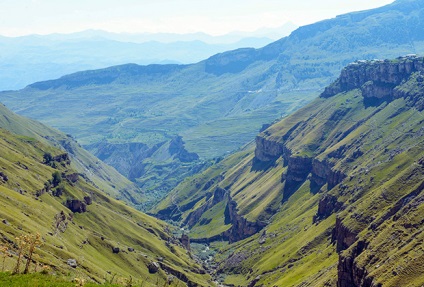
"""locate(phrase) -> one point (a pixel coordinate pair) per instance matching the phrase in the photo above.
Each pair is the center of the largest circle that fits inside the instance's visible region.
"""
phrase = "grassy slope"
(220, 103)
(119, 225)
(104, 176)
(297, 252)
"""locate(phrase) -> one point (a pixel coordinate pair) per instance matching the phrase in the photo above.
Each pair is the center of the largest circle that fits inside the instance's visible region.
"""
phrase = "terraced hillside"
(84, 233)
(220, 103)
(332, 195)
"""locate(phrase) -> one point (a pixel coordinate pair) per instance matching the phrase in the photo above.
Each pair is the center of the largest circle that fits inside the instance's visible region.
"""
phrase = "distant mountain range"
(332, 195)
(32, 58)
(218, 104)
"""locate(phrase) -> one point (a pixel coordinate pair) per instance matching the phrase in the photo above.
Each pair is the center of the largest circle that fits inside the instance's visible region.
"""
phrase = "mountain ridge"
(219, 104)
(338, 184)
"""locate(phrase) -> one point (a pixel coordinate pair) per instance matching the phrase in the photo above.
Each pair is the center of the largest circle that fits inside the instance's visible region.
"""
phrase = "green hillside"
(332, 194)
(103, 176)
(109, 240)
(220, 103)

---+---

Exercise description: Print out every entry above without changing a word, and leave out the pictures.

Final result:
"""locate(phrase) -> one point (a pixel coordinate pair) per instance matching the phrase in the photo above.
Each pair is the center of the largest circle that fits inside the instance's visible region.
"""
phrase = "grassy slope"
(220, 103)
(119, 225)
(104, 176)
(297, 252)
"""locate(phrase) -> one point (a pixel coordinate pair) per instance matching the phrase in the photo above.
Each pair is the center of the largest circle that fits inside the instance's visible region.
"""
phrase = "terraced hillside"
(84, 233)
(220, 103)
(332, 195)
"""locate(phrase) -> one point (a pixel coordinate pair) per instance matching the phrase in the photo above.
Each pair is the center of the largest circle that fits inside the instance's visible region.
"""
phrase = "distant mountain range"
(332, 195)
(32, 58)
(218, 104)
"""locate(phrase) -> one point (a pixel coordinate pair) per instance matching the phrase in the photo above.
Each pair is the center of the largest circle that fits inside the instance's visible region.
"""
phrase = "mountain ridge"
(219, 104)
(338, 184)
"""locate(phrase) -> one point (a pixel coordinate pair) per instance matching the phrase in the photo above.
Each pair is the center of the largest circle that fits inside the instance's visible region.
"""
phrase = "green hillside"
(332, 194)
(103, 176)
(109, 240)
(220, 103)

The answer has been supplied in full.